WHAT NEEDS TO BE DONE> Reproduce the entries shown below only from the line with "Task: locate every instance of the man's hand" down to the line with "Task: locate every instance of the white glove", keeping both end lines and copying each one exactly.

[Source records]

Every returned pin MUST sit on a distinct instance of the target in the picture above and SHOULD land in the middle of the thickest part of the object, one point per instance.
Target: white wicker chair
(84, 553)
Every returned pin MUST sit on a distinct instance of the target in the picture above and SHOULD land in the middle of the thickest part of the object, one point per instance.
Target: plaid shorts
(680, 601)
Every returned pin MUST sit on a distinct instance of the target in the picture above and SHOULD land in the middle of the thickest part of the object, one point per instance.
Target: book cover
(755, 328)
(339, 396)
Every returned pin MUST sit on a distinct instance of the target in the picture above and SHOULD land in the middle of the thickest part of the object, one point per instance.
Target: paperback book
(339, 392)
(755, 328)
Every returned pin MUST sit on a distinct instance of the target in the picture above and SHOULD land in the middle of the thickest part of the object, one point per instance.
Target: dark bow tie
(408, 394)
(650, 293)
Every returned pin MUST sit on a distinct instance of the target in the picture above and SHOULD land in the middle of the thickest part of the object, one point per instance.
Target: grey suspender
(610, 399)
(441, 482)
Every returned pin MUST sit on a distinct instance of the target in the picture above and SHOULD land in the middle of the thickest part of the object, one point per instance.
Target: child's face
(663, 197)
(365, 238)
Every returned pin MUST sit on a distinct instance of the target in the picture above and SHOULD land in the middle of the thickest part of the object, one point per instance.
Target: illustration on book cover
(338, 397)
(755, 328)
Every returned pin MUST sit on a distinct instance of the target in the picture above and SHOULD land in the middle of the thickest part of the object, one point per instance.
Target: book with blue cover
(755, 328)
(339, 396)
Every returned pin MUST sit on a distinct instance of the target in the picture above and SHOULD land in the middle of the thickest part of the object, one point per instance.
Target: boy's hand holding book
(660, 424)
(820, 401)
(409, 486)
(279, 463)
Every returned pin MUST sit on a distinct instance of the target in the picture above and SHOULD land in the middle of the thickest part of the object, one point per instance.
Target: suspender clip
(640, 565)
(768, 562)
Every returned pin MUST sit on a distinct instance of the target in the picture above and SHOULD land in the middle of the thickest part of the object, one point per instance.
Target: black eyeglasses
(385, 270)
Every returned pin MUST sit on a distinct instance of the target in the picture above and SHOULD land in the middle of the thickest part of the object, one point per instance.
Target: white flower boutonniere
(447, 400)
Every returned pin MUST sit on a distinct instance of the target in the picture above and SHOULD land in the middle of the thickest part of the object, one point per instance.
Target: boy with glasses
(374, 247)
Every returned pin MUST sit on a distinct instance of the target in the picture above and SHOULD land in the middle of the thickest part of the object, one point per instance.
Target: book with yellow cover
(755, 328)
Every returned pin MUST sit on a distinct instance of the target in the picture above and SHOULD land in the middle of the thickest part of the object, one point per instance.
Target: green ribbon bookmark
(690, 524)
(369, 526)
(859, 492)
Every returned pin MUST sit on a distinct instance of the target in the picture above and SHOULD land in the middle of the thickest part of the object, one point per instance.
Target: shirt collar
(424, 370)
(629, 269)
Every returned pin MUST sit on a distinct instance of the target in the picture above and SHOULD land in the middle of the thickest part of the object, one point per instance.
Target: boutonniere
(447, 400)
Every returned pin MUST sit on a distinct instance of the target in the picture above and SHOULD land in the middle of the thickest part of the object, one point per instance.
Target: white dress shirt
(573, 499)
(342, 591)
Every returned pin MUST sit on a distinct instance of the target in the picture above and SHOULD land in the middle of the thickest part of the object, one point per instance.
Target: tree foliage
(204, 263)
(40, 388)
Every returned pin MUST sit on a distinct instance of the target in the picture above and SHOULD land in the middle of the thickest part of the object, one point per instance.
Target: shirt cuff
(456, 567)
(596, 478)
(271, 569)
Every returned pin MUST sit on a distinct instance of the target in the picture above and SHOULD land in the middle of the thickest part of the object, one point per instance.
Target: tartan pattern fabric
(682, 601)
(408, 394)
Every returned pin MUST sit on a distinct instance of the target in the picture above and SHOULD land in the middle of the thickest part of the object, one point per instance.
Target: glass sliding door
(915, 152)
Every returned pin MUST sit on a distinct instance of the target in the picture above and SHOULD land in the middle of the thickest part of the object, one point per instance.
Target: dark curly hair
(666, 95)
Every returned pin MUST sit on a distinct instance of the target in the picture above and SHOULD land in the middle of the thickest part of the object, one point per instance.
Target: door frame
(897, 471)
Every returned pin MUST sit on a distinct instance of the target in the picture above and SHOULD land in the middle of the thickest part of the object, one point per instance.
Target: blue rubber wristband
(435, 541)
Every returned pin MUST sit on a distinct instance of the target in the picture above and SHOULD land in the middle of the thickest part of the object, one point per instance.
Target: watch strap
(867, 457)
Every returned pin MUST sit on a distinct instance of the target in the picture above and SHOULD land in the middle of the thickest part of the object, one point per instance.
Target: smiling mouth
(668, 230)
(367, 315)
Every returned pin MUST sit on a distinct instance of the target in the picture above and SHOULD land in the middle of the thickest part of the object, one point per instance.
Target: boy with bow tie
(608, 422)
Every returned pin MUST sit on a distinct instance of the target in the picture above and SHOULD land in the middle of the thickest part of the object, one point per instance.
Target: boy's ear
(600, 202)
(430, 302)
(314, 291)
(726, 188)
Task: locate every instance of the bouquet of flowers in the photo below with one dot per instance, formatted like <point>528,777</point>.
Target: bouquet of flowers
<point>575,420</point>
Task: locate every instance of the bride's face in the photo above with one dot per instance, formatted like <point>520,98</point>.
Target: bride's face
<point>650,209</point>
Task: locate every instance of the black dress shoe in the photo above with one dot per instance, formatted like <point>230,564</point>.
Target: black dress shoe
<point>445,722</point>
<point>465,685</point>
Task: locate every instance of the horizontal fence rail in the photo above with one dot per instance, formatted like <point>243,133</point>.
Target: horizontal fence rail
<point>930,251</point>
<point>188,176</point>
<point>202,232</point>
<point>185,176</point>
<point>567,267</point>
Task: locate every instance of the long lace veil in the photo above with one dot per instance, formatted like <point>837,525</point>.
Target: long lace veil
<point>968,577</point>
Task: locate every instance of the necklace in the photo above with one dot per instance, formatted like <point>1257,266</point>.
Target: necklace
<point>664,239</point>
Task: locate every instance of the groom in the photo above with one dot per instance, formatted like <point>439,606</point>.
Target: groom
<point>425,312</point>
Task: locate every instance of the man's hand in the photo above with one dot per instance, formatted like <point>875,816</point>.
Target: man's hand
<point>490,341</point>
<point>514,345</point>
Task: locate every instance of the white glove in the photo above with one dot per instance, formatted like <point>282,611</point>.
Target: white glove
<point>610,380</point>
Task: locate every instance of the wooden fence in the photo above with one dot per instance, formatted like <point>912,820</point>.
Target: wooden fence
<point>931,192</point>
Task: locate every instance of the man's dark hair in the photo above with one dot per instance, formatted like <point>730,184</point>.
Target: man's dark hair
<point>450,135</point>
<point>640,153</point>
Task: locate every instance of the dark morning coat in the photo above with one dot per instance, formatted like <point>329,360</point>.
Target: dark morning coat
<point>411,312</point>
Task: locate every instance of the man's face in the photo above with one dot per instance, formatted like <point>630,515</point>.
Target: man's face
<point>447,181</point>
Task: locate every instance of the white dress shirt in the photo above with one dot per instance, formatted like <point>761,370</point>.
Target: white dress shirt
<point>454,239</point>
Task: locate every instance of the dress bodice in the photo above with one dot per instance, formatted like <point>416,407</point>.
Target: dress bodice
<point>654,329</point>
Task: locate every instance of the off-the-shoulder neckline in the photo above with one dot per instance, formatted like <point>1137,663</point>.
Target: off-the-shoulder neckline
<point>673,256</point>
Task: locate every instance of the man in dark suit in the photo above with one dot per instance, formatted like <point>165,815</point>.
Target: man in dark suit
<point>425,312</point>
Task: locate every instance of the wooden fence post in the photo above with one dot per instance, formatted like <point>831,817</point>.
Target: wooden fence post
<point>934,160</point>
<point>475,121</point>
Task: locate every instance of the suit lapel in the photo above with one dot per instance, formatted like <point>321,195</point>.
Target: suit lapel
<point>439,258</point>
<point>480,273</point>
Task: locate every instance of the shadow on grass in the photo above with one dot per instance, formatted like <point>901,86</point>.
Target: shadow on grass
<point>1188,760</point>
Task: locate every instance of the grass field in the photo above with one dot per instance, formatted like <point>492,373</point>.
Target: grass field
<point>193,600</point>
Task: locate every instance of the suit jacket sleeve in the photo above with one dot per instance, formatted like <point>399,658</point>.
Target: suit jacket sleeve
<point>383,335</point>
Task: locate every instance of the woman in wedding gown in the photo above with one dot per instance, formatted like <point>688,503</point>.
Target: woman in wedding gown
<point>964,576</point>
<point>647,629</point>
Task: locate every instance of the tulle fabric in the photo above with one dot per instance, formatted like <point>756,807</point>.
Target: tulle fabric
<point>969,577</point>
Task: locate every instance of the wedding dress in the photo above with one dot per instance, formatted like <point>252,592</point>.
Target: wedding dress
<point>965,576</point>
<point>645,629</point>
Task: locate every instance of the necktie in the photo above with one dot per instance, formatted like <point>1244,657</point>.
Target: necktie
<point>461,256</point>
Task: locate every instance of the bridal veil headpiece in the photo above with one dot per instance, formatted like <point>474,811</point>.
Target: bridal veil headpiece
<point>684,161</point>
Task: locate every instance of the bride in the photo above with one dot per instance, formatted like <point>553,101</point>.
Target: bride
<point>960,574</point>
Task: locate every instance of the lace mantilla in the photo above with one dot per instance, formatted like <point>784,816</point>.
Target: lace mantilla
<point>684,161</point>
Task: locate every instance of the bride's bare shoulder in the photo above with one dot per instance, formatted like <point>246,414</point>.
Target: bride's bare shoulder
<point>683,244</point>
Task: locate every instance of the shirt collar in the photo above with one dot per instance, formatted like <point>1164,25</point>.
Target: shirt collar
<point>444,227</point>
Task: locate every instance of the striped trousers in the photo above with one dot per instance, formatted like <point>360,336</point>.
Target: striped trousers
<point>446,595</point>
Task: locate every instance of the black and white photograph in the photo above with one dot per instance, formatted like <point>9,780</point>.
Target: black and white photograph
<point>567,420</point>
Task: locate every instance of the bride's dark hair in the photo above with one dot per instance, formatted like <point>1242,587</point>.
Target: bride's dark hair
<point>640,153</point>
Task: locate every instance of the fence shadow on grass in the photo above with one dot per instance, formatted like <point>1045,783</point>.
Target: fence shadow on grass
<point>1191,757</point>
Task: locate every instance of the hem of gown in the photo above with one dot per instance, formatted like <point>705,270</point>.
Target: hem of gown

EXPECTED ANSWER>
Task: locate every instance of the man's hand in the photo above with one dot per instance, formatted like <point>875,816</point>.
Target: man's hand
<point>490,341</point>
<point>514,345</point>
Task: locate every instance of the white glove in the photo above with one dot per instance, formatted like <point>282,611</point>.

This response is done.